While Gold rallied on Wednesday, the USD index DXY managed to keep its 100.00 levels. Also, oil prices found some support as the tensions escalated in the Persian Gulf. From the technical point of view, if Gold decisively stays over 1.700$, the resistances might be followed at 1.750$(December 2012 peak) and 1.785$ (2012 multi-time peak). Below the 1.650$, the supports might be followed at 1.615$, 1.600$ and 1.557$.

Support Levels: 1.650$ 1.615$ 1.600$

Resistance Levels: 1.700$ 1.750$ 1.785$


SILVER

Silver also had a positive trading day on Wednesday but the incline in the white metal was weak again compared to Gold. Despite the sharp moves seen in Gold, Silver is still keeping its trading range between 14.30$ and 15.55$. The data from the Chinese retail precious market showed a slump in overall trade volume due to coronavirus pandemic. Data gathered by Learnbonds.com indicates that revenue from the trade of gold, silver, and jewellery slumped by 47% during the period under review. On the other hand, despite its dull nature of the movement, Silver might be a good buy for the long term in case of normalisation in global economic activity.

> _SET OF TASKS_
a) According to the market commentary, between which two prices is Silver still keeping its trading range?
b) Reproduce word for word the passage of the market commentary that opens with the words containing "Silver also had" and closes with "global economic activity.".

> _STUDY MATERIAL_

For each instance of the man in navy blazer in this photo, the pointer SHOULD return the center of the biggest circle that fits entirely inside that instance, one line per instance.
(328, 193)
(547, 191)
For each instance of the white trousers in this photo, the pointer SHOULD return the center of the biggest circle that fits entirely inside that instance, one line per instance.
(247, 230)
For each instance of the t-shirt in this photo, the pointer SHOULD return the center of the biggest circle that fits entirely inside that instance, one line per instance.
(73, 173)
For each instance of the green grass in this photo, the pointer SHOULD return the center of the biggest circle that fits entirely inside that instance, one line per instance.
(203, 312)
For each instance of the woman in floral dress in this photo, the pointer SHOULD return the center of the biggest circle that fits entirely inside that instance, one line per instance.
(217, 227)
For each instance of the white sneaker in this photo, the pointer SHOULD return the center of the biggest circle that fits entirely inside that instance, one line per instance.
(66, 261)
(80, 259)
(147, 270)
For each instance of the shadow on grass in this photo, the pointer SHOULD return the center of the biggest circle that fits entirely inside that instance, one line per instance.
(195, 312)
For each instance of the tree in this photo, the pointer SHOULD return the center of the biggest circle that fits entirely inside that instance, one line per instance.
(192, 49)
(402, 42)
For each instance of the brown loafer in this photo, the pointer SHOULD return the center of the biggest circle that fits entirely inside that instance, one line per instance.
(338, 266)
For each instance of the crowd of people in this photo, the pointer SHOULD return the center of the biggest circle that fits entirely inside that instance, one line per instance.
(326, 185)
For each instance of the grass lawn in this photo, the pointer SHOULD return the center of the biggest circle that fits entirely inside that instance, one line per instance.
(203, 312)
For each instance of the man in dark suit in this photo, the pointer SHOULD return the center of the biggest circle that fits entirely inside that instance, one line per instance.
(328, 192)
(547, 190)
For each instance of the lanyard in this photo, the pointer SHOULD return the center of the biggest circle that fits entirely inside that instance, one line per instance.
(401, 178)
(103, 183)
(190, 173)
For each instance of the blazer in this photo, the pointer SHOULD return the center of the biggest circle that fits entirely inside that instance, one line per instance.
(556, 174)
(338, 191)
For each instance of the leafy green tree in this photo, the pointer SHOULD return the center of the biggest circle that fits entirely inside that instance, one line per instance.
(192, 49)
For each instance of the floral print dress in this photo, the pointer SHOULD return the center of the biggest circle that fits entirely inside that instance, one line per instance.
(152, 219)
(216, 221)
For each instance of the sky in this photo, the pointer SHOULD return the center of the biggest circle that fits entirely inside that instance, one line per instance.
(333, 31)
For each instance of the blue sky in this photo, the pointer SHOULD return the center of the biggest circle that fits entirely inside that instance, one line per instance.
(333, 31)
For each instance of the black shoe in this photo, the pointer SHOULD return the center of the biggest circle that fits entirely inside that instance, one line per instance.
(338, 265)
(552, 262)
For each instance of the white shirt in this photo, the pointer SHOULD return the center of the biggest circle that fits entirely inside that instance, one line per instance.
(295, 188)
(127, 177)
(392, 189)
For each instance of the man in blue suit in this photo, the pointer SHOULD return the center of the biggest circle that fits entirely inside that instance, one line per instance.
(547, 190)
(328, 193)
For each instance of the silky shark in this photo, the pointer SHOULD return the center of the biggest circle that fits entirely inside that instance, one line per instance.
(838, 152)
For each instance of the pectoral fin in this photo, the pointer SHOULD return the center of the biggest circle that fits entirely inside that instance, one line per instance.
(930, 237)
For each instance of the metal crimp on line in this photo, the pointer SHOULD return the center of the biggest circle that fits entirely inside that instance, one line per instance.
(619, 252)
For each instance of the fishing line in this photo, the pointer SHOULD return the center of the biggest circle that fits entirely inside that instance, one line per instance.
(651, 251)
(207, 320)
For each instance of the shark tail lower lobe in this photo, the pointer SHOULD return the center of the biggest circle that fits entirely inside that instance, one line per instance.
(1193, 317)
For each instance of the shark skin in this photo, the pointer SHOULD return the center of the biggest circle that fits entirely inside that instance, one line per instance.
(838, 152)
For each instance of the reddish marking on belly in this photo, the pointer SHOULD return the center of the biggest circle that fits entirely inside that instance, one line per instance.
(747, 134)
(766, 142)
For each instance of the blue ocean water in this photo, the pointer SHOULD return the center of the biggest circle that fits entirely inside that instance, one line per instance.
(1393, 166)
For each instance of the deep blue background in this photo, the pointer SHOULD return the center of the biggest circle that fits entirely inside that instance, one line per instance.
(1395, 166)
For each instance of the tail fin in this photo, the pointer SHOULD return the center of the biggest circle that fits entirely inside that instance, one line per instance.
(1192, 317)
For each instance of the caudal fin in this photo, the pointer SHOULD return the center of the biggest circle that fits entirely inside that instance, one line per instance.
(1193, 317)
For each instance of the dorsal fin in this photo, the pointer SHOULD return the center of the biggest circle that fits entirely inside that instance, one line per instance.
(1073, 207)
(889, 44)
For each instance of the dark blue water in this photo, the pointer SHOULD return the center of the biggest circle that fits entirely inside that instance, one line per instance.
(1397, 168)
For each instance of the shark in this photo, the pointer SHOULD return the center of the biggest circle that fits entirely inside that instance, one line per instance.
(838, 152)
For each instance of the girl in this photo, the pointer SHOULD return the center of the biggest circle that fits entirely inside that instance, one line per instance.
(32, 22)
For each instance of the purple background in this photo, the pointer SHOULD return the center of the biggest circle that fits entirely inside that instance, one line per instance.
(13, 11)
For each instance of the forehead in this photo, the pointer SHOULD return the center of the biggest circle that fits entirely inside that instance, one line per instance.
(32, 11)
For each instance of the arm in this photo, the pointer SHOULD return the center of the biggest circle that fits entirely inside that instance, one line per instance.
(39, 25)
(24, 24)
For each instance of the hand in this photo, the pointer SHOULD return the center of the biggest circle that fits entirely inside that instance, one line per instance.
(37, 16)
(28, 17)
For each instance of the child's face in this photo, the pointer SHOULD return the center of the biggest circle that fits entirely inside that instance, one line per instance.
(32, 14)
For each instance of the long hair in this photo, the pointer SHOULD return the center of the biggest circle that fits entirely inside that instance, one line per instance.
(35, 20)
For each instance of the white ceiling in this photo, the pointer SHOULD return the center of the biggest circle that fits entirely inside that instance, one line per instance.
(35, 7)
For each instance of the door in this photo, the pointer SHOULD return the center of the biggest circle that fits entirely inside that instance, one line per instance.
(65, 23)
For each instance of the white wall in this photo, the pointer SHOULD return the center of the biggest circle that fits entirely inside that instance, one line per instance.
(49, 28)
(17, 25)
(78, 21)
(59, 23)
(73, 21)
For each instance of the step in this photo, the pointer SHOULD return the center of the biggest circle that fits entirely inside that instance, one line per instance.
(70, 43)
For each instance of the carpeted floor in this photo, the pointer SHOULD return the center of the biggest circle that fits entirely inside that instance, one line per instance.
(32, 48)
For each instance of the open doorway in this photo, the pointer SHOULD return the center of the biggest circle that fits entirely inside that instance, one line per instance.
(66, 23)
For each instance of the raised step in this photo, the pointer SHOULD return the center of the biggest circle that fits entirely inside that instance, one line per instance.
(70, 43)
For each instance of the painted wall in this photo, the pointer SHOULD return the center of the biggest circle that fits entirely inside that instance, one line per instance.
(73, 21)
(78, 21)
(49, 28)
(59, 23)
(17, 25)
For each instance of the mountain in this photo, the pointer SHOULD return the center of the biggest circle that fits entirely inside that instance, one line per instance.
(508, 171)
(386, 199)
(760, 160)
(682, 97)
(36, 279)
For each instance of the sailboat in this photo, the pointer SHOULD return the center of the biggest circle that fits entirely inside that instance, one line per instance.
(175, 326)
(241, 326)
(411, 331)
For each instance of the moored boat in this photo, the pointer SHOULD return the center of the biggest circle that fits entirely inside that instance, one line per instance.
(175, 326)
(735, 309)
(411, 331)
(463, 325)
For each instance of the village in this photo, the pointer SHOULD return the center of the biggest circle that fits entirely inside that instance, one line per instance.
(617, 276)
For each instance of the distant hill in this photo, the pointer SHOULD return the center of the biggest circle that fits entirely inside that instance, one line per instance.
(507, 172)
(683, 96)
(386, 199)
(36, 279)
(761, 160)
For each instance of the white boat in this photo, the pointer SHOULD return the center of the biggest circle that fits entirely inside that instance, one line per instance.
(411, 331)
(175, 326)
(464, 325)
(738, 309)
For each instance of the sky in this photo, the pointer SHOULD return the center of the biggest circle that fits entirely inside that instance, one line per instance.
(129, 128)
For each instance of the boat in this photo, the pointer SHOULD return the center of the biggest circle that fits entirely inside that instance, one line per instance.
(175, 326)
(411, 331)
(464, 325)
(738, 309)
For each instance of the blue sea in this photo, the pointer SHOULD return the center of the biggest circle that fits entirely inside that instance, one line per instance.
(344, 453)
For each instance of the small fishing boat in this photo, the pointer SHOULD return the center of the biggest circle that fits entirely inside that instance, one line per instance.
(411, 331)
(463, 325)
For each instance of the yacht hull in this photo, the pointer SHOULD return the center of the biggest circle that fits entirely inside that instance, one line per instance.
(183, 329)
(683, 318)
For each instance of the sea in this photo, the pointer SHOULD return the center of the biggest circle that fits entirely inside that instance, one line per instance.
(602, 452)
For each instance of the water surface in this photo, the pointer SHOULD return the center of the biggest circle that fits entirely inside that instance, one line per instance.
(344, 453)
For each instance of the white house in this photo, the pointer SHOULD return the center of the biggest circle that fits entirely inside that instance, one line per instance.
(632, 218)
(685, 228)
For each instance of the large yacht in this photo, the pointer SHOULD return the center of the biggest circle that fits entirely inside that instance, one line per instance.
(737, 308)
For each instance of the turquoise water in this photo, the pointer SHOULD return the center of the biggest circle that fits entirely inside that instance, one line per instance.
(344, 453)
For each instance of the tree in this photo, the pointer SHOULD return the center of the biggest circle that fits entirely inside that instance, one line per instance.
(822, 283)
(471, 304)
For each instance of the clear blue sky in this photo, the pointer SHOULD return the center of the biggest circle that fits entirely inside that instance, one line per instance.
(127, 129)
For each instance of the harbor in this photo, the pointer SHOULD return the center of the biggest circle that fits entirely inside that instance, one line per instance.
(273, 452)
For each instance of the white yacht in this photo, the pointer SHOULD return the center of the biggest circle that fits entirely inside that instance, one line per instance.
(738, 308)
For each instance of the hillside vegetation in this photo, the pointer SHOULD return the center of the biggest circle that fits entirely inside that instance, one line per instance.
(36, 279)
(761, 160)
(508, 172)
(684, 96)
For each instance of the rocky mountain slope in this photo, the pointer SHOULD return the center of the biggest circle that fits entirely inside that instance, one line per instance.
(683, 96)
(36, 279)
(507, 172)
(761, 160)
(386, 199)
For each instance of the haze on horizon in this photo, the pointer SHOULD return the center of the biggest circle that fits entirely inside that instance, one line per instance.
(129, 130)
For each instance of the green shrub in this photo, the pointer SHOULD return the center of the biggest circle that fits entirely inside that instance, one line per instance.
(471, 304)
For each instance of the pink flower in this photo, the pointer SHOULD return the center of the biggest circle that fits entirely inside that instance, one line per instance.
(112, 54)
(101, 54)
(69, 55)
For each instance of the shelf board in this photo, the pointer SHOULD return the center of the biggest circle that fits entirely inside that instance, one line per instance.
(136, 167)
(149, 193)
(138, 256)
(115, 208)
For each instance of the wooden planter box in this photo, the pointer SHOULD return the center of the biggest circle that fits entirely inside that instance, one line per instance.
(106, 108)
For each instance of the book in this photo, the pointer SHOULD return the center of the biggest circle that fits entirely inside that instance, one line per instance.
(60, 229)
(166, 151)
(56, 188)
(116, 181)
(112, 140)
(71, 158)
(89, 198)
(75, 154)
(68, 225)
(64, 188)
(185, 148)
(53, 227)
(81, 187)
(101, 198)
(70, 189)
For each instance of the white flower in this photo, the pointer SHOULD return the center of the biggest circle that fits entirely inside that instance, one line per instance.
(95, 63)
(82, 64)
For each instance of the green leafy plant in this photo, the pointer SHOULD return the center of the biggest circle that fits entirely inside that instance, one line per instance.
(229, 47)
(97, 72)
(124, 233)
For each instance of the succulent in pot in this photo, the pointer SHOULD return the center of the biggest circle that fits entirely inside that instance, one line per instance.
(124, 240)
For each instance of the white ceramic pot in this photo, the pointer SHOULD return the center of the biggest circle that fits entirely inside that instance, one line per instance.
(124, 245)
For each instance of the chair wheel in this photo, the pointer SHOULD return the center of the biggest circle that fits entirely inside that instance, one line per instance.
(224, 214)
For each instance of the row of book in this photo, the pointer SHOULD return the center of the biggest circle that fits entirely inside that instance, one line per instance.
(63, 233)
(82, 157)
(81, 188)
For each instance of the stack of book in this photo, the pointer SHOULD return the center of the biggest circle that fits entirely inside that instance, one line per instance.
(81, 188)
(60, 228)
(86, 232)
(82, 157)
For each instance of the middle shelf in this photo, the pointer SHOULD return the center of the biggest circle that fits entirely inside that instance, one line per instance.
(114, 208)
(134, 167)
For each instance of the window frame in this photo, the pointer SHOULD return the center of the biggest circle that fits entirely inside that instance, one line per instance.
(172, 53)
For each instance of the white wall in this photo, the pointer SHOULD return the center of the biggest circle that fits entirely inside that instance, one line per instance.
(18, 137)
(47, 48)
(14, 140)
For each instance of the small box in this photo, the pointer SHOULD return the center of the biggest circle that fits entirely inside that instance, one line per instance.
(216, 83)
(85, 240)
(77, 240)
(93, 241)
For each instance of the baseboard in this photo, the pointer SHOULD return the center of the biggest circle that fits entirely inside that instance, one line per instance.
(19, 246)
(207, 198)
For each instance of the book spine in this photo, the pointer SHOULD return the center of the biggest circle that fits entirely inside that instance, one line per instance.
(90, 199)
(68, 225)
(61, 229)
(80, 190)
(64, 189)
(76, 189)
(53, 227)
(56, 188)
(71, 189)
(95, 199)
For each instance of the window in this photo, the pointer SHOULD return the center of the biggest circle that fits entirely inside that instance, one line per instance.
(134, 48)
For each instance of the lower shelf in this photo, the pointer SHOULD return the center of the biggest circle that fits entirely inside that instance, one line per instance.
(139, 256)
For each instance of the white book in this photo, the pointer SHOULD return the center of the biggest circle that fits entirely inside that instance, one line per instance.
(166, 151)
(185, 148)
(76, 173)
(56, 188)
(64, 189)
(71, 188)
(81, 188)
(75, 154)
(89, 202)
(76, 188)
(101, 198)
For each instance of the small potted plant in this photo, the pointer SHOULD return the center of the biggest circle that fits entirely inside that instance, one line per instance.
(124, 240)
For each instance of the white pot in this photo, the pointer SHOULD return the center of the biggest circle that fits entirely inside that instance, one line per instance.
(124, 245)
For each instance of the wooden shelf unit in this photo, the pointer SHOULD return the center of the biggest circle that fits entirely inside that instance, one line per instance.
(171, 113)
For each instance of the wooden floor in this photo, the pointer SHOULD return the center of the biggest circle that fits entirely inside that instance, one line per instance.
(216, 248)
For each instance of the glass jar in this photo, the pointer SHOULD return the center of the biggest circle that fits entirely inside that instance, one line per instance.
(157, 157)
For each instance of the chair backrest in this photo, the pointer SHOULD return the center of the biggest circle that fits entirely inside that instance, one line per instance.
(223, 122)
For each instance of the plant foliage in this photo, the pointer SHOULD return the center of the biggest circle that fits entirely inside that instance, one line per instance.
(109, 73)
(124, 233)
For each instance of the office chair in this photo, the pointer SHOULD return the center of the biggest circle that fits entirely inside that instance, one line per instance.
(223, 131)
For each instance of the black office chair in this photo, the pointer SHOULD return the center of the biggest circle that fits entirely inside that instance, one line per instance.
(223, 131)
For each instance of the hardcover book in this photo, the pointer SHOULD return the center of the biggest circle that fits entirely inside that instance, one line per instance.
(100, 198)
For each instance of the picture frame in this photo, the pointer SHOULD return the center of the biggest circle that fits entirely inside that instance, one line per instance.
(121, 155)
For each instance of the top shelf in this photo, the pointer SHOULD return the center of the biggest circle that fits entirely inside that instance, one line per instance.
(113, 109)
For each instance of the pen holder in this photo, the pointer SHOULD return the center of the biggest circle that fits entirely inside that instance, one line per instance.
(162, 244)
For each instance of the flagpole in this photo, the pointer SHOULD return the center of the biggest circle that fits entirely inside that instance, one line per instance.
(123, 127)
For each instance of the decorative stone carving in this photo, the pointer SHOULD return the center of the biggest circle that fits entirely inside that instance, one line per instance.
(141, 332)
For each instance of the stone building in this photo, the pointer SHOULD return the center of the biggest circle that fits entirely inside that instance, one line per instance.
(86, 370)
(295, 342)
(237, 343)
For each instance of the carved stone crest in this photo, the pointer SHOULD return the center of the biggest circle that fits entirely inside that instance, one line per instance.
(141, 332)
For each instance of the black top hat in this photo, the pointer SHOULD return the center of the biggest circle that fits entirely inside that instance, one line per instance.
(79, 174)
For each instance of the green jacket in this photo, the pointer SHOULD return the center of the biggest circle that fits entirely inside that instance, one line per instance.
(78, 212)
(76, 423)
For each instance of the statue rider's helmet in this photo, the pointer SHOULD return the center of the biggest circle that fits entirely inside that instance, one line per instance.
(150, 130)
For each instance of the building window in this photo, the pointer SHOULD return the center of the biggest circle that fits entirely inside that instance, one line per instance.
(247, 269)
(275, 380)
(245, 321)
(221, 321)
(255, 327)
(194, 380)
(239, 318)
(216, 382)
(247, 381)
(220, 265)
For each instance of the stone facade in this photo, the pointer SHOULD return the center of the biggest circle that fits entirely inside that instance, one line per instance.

> _RESULTS_
a) Between 14.30$ and 15.55$.

b)
Silver also had a positive trading day on Wednesday but the incline in the white metal was weak again compared to Gold. Despite the sharp moves seen in Gold, Silver is still keeping its trading range between 14.30$ and 15.55$. The data from the Chinese retail precious market showed a slump in overall trade volume due to coronavirus pandemic. Data gathered by Learnbonds.com indicates that revenue from the trade of gold, silver, and jewellery slumped by 47% during the period under review. On the other hand, despite its dull nature of the movement, Silver might be a good buy for the long term in case of normalisation in global economic activity.